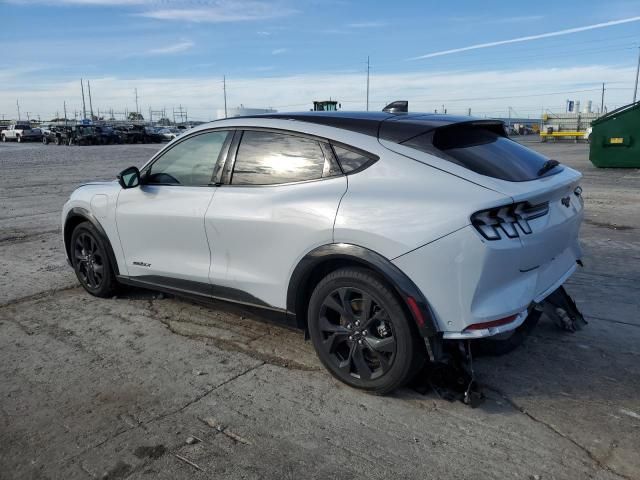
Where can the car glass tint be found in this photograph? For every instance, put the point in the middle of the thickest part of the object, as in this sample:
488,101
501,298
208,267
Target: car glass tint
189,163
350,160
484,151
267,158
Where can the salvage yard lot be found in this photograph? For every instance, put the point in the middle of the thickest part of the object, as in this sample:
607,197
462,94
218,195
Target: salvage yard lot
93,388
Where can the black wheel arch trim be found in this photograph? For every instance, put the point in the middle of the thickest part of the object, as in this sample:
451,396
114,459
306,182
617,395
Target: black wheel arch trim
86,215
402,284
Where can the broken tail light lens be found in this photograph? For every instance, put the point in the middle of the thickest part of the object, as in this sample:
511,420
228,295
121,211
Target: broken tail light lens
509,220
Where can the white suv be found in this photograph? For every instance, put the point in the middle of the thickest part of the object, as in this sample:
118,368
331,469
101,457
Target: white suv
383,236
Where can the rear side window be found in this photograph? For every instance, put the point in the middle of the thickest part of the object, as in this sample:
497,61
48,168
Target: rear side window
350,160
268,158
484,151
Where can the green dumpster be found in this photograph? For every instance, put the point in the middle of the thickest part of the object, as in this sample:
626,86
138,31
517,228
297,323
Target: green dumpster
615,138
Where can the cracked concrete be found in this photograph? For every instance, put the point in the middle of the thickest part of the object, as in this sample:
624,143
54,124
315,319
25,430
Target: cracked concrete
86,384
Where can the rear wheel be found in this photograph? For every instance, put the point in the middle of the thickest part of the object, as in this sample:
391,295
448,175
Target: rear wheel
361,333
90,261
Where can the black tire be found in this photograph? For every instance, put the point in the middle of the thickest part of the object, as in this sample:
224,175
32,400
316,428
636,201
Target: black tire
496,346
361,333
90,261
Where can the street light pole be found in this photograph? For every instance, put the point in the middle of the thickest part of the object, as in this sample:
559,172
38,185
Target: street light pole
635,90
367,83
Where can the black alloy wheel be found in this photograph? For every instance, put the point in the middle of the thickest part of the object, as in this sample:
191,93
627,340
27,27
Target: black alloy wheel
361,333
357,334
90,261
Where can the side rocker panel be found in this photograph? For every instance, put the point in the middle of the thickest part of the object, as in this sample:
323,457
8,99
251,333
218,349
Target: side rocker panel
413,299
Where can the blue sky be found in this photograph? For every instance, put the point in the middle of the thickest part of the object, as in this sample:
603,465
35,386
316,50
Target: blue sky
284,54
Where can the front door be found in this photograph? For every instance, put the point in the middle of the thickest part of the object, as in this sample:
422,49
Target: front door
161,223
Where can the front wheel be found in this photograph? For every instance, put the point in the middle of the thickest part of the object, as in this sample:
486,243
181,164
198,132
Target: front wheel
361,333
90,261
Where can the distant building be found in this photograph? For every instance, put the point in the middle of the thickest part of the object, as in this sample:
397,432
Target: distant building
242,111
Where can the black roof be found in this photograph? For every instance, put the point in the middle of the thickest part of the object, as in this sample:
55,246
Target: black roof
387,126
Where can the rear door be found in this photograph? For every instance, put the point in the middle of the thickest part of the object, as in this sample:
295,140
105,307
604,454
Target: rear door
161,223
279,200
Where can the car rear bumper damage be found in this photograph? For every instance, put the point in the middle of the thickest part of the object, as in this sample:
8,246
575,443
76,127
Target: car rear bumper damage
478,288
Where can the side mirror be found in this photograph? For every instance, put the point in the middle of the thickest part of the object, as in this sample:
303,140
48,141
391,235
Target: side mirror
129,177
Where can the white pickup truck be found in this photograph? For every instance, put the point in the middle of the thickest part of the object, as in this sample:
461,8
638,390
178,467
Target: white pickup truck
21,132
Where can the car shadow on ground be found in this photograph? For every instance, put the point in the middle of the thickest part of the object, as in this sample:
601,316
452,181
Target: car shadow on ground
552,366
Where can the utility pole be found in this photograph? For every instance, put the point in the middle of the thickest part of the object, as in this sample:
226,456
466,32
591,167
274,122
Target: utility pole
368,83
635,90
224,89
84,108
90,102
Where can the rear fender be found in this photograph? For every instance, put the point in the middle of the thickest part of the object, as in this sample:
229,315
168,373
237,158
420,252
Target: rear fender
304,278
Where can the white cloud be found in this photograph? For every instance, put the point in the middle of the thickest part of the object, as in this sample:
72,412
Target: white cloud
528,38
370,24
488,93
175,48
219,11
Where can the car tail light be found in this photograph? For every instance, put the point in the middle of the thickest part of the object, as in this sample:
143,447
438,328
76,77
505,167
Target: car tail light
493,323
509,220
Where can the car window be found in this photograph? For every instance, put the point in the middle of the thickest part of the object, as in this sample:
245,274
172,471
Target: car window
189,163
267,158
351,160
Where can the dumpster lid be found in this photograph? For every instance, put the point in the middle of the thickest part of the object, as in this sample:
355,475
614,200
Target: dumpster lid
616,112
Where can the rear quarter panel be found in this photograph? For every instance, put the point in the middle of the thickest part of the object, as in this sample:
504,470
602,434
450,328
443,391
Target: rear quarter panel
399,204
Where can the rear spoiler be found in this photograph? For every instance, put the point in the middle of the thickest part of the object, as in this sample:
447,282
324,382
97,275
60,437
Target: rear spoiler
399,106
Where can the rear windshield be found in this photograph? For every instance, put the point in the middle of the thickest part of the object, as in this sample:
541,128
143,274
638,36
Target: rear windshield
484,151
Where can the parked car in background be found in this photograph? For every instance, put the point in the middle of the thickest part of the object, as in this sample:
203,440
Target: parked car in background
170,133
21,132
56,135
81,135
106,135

### To be done
Output every entry exactly as given; pictures are not part of the copy.

### Task solution
Where can the car glass tint be found in this photograph? For every instance, put the point in the middle of the thickest part of the object, as in this sample:
488,101
501,298
208,267
Target: car glass tint
189,163
350,160
484,151
267,158
Where can the salvage yard lot be found in this photograph? For every instance, put the point in the middle of the thickest part of the object, as in this sample:
607,197
462,94
218,195
Target: salvage yard lot
93,388
Where can the black wheel arch trim be found in this photograph? For every instance, put the point in the middle of the thickest part of the object, as in this sample:
451,396
114,459
306,182
617,395
Target: black wheel arch trim
86,215
402,284
Where can the broken tail light lens be found in this photograph? For every instance, put the point in the middle of the thickest part of the object, as in this sample:
511,420
228,295
121,211
Target: broken tail light lens
509,220
Where can the white suv be found in this photograph? For every instance, put the point in the middle of the thickest part of the object, as in this sample:
118,368
331,469
101,457
Target: white suv
383,236
Where can the rear side window be found in this photograph? For every instance, put the point in the middle of the thickest part of the object, as in this sample:
497,61
48,168
Target: rear side window
350,160
268,158
484,151
Where can the green dumpster be found in this photograph? For every instance, put the point in the middle of the thickest part of the object, as in this sample:
626,86
138,31
517,228
297,323
Target: green dumpster
615,138
Where can the cracked concrete be found in this photograph? For every instance, put the point in the middle of the thickest part of the object, as in this sample:
624,143
54,124
315,319
25,430
Target: cracked concrete
86,384
Where can the rear wheel be found in this photograph? For every instance, put the point in the middle of the thickest part of the object, as in this sample:
391,295
448,175
Target: rear wheel
361,333
90,261
Where can the black tire be found in this photograph? For every instance, put the point in the middle of the thickest part of the object, as in this sample:
224,175
32,400
316,428
636,201
Target: black tire
496,346
361,333
90,261
Where can the street light pole be found in this photograph? For every instance, put the point in the middle of the thickest part of the object, as in this sample:
559,172
38,185
Target: street light pole
635,90
367,83
Where can the black alloy wheel be found in this photograph? For every instance, put the point in the middle of the thickest part of the object, as in this sample:
191,93
627,340
27,27
Target: black alloy wheel
361,333
357,334
90,261
Where can the side rocker panel be found in this photograph? For every instance, put the point in the middle of the thickest part of the object, as in this sample:
323,457
8,99
251,333
218,349
Target: side rocker panel
413,299
Where can the blue sky be found in this photograph? For every instance, put the point in the middle of the thickest part of the object, as in this sample:
603,465
35,386
316,50
Target: blue sky
284,54
Where can the front door be found in this photograph? For every instance, put the point in the middle of the thickest part of the object, as in this sample:
422,49
Target: front door
161,223
Where can the front wheel be found in this photograph? For every instance, put the point in the middle of the thickest part of the object, as in this sample:
486,243
181,164
198,132
Target: front wheel
361,333
90,261
Where can the distant building be found in this photograph? For every instance, put the point in the middle of the thickest part of the object, as in this sample:
397,432
Target: distant building
242,111
Where can the black roof be found in this photograph? For every instance, put the point in the middle of the thickest part of the object, as in this sample:
55,246
Target: black roof
387,126
Where can the rear door be found in this photograph? For every instance, put the point in the middle of the thickest part of the object, as in this sample:
295,140
105,307
604,454
Target: rear door
161,223
279,200
Where can the car rear bumper damage be found in this photograph? For every instance, put the point in the middle of the thickest part of the object, as in this sample:
8,246
575,443
76,127
Target: car rear bumper damage
478,288
Where can the side mirror be found in this photograph? For every instance, put the point in the middle of the thickest part of the object, as in this sample:
303,140
48,141
391,235
Target: side mirror
129,177
Where can the white pickup truck be found in this photograph? For every instance, put the point in the middle of the thickest part of the object, as in this sample:
461,8
638,390
178,467
Target: white pickup truck
21,132
Where can the car shadow on ground be found in this photograph? For every instance, put the point in the middle of the thickest part of the object, as in this sample:
601,316
452,181
Target: car shadow on ground
552,366
Where can the utility pole be found in this photograph? For every instance, put the point in the middle of the thickest part of the object, as in this sample:
226,456
466,32
591,167
274,122
Target: utility pole
368,83
635,90
224,89
84,108
90,102
Where can the rear fender be found in this photograph? For every instance, put the point in the middle of the thickest part of the object, as in this sample:
229,315
168,373
237,158
420,252
Target: rear fender
304,278
Where can the white cloud be found in this photograph? For every instance, put the point in the middle of the thickest part of the object, as in this sample:
72,412
Target: white cloud
528,38
370,24
488,93
175,48
219,11
Where can the car tail light be found in this photograph? For every instance, put the point in the middle of the thickest part of the object, as in this sample:
143,447
438,328
76,77
505,167
Target: car tail light
493,323
509,220
Where can the car window be found in this photograph? For every instance, put the point in the middle of the thickest part of the object, as in this sample:
245,274
172,471
Target: car window
189,163
267,158
351,160
Where can the dumpster lid be found in this photograph? For every instance, put the point in the middle of the thickest part of the object, as in this sample:
355,475
614,200
Target: dumpster lid
616,112
Where can the rear quarter panel be found in this photograph? For every instance, put the point in the middle of the thickest part of the object, as in this sample:
504,470
602,434
450,328
443,391
Target: rear quarter panel
399,204
Where can the rear spoiler be found in this photograph? For every instance, put the point in the middle of the thickest part of the object, as in this sample:
447,282
324,382
97,275
60,437
Target: rear spoiler
399,106
Where can the rear windshield be found in this photograph? For every instance, put the point in the middle of the thickest part of the object, as in this sample:
541,128
143,274
638,36
Target: rear windshield
484,151
Where can the parked car in background be found in this photograph? For every instance, put the point in the middle of the thickest part of the object, as in this sample:
203,440
Target: parked car in background
170,133
21,132
56,135
81,135
106,135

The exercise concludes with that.